[AIM]:
Write out the rows without any change, from the first line of the rows up to and including the line with "[496,253,695,675]".

— Start —

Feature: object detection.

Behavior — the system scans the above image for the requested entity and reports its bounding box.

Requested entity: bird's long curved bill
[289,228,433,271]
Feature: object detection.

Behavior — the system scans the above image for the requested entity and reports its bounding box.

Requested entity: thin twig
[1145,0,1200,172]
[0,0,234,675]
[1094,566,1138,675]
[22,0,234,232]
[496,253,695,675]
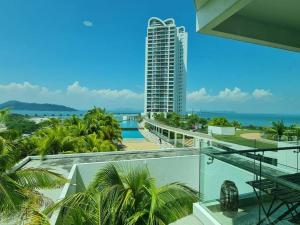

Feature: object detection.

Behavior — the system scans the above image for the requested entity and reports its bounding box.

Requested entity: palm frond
[26,211,50,225]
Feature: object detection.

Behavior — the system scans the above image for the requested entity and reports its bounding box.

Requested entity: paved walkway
[144,119,213,139]
[240,132,278,144]
[170,215,203,225]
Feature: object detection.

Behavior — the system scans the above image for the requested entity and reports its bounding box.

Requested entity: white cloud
[252,89,272,99]
[187,87,249,102]
[0,81,144,110]
[0,81,273,110]
[82,20,93,27]
[187,88,212,101]
[217,87,248,101]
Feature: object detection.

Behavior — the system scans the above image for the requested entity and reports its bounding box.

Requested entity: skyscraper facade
[144,17,188,114]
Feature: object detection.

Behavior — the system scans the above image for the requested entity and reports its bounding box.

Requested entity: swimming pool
[120,120,144,138]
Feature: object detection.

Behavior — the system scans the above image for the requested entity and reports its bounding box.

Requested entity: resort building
[144,17,188,115]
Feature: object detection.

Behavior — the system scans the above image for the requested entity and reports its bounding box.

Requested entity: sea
[12,110,300,127]
[12,110,144,139]
[197,112,300,127]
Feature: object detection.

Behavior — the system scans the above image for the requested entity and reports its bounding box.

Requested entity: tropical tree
[0,137,67,221]
[83,108,122,143]
[185,114,200,129]
[295,127,300,141]
[231,120,242,129]
[44,164,198,225]
[36,126,79,156]
[0,109,9,123]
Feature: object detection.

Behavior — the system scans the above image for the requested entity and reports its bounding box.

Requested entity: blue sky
[0,0,300,113]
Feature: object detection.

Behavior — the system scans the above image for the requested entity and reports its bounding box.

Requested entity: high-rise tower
[144,17,188,114]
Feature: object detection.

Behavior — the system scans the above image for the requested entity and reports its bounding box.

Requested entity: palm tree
[0,137,67,220]
[36,125,79,156]
[0,109,9,123]
[231,120,242,129]
[83,108,122,143]
[44,164,198,225]
[269,121,286,141]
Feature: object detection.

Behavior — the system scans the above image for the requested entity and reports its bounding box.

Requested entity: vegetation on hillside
[0,101,77,111]
[40,164,198,225]
[0,108,122,162]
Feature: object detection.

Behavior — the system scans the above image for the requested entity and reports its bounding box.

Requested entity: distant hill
[0,101,77,111]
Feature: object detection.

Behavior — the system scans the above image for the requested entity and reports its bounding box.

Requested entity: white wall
[77,155,199,190]
[208,126,235,135]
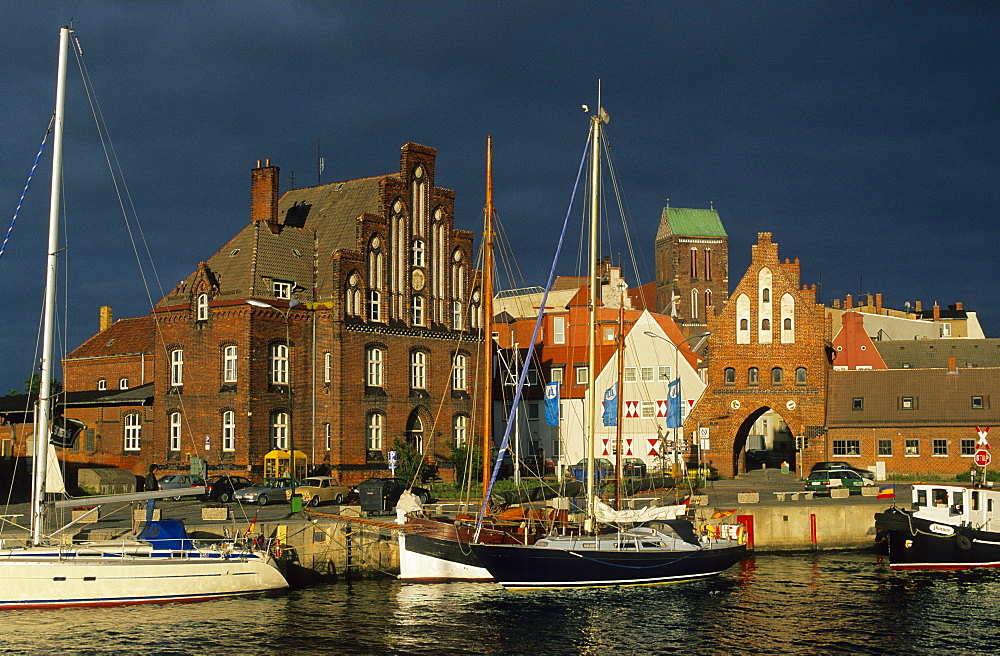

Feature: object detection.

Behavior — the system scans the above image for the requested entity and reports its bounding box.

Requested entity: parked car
[156,474,205,501]
[351,476,431,508]
[285,476,351,506]
[201,474,253,503]
[234,477,302,506]
[809,460,875,481]
[622,458,646,477]
[805,469,875,493]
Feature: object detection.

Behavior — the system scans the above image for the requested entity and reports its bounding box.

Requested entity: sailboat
[472,105,746,590]
[0,27,288,609]
[398,137,565,583]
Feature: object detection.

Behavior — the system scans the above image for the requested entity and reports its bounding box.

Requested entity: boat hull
[473,544,746,590]
[875,508,1000,570]
[0,548,288,610]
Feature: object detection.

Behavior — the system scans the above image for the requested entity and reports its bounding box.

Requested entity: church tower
[655,205,729,335]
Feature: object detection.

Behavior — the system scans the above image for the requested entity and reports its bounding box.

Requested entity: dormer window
[197,294,208,321]
[271,280,292,299]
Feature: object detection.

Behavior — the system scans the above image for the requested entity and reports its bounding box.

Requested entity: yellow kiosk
[264,449,306,481]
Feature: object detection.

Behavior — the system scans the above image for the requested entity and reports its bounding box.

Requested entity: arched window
[365,346,384,387]
[222,410,236,451]
[271,410,289,451]
[125,412,142,451]
[170,349,184,387]
[451,353,468,391]
[365,412,385,451]
[170,412,181,451]
[452,415,469,448]
[198,294,208,321]
[222,345,239,383]
[271,344,288,385]
[410,294,424,326]
[410,351,427,389]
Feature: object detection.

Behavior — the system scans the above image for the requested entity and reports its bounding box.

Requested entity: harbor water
[0,550,1000,655]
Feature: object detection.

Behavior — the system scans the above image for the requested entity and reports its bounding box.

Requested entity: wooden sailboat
[0,27,288,609]
[472,108,746,589]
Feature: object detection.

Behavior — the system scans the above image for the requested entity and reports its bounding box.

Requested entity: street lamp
[246,298,302,499]
[643,330,712,478]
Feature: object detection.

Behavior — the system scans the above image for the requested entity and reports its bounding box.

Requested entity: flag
[545,382,559,426]
[667,378,683,428]
[604,382,618,426]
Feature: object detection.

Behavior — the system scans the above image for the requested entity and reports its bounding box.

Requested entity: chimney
[98,305,114,332]
[250,159,281,224]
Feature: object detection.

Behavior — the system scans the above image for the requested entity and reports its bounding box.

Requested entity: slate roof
[875,339,1000,369]
[66,316,155,360]
[826,368,1000,428]
[656,207,728,239]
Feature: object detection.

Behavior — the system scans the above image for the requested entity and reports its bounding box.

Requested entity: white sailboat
[0,27,288,609]
[472,101,746,589]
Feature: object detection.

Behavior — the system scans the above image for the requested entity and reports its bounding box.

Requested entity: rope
[0,121,55,266]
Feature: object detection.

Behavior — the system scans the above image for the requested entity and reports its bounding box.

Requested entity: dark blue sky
[0,1,1000,391]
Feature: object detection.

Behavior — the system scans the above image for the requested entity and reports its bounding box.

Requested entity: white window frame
[222,410,236,451]
[271,342,289,385]
[365,346,385,387]
[270,410,290,451]
[410,351,427,389]
[170,349,184,387]
[271,280,292,300]
[552,317,566,344]
[170,412,183,451]
[123,412,142,451]
[222,344,240,383]
[451,353,469,391]
[365,412,385,451]
[452,415,469,448]
[196,294,208,321]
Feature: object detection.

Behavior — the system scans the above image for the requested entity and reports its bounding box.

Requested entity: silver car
[233,478,302,506]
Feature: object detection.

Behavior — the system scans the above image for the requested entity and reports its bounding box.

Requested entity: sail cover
[594,499,687,524]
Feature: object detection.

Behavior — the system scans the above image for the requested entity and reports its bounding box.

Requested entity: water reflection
[0,551,1000,655]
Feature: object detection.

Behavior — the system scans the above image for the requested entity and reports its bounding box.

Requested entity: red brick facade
[684,232,830,476]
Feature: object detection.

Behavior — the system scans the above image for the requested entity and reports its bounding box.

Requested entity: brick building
[647,207,729,335]
[684,232,831,476]
[56,143,484,482]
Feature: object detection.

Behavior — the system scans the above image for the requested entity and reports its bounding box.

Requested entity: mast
[584,113,604,532]
[482,135,493,503]
[31,27,72,545]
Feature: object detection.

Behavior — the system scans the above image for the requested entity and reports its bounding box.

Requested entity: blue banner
[604,383,618,426]
[545,383,559,426]
[667,377,684,428]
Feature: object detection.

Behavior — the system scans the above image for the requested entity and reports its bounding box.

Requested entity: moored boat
[875,484,1000,570]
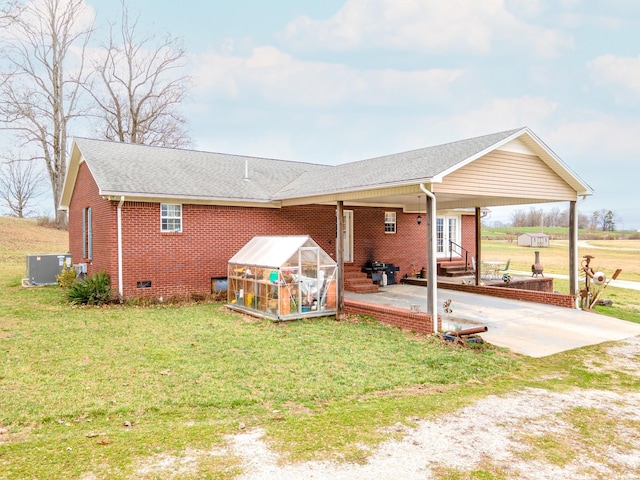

— End —

[WORKED SOLUTION]:
Feature: object detection.

Behavior — the system scans the above image for the requested entity and reports its bounding box.

Requested entity: bird's long curved bill
[289,228,433,271]
Feature: object detection.

Behavior — the system scans the above image for the requested entity and reports its bounding box.

Requested entity: thin twig
[1145,0,1200,172]
[0,0,234,675]
[1094,566,1138,675]
[22,0,234,232]
[496,253,695,675]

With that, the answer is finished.